--- Available records ---
——————————

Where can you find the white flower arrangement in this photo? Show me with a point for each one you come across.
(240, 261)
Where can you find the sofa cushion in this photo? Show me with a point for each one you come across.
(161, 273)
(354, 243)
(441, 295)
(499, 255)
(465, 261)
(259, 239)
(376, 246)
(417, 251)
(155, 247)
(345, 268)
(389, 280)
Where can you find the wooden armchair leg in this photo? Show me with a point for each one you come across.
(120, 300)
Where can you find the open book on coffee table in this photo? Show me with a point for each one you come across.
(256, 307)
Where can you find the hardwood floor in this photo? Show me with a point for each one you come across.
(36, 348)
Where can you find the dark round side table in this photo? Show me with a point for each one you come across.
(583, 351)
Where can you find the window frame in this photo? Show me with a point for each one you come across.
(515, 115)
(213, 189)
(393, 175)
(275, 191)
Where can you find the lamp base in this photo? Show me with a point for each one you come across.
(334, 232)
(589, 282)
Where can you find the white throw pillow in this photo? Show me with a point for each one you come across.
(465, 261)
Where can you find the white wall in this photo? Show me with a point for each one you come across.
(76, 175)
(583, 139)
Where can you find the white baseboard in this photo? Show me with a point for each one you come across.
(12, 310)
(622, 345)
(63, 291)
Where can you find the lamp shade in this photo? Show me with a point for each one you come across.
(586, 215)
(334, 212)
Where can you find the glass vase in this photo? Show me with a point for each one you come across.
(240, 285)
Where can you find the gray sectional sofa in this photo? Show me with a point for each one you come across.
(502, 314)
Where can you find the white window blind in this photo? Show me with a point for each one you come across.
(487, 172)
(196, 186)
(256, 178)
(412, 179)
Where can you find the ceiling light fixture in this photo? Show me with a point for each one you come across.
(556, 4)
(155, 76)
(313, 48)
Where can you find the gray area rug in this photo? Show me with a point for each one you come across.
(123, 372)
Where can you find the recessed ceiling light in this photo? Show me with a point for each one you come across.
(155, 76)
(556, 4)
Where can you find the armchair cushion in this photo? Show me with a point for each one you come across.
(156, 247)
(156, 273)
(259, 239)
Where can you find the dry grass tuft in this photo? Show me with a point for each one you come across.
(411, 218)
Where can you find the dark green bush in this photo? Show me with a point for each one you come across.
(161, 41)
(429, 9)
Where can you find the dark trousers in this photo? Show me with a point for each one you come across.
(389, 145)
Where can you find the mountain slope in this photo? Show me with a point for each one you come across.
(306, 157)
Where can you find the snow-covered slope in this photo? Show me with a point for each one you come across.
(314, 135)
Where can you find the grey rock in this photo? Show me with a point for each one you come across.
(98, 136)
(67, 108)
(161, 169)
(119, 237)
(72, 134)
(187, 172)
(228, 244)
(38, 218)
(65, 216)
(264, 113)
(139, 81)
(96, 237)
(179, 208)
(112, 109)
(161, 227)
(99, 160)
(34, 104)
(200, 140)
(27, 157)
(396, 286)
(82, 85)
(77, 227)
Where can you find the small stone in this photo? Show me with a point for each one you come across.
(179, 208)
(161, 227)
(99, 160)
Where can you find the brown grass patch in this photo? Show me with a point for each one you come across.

——————————

--- Your instructions ---
Only the lines from the one that contains "Where can you find the grey" to the end of the data should be output, exactly as they appear.

--- The completed task ---
Where can you find the grey rock in this photo? Show me with a point for each one you come across.
(98, 136)
(67, 108)
(161, 169)
(119, 237)
(72, 134)
(187, 172)
(228, 244)
(38, 218)
(65, 216)
(264, 113)
(139, 81)
(96, 237)
(179, 208)
(112, 109)
(161, 227)
(99, 160)
(34, 104)
(200, 140)
(27, 157)
(396, 286)
(82, 85)
(77, 227)
Where can you find the small stone in this photo? Show me with a point for each one you come across.
(179, 208)
(161, 227)
(99, 160)
Where can you find the brown grass patch in this photo? Show me with a point for each one you come across.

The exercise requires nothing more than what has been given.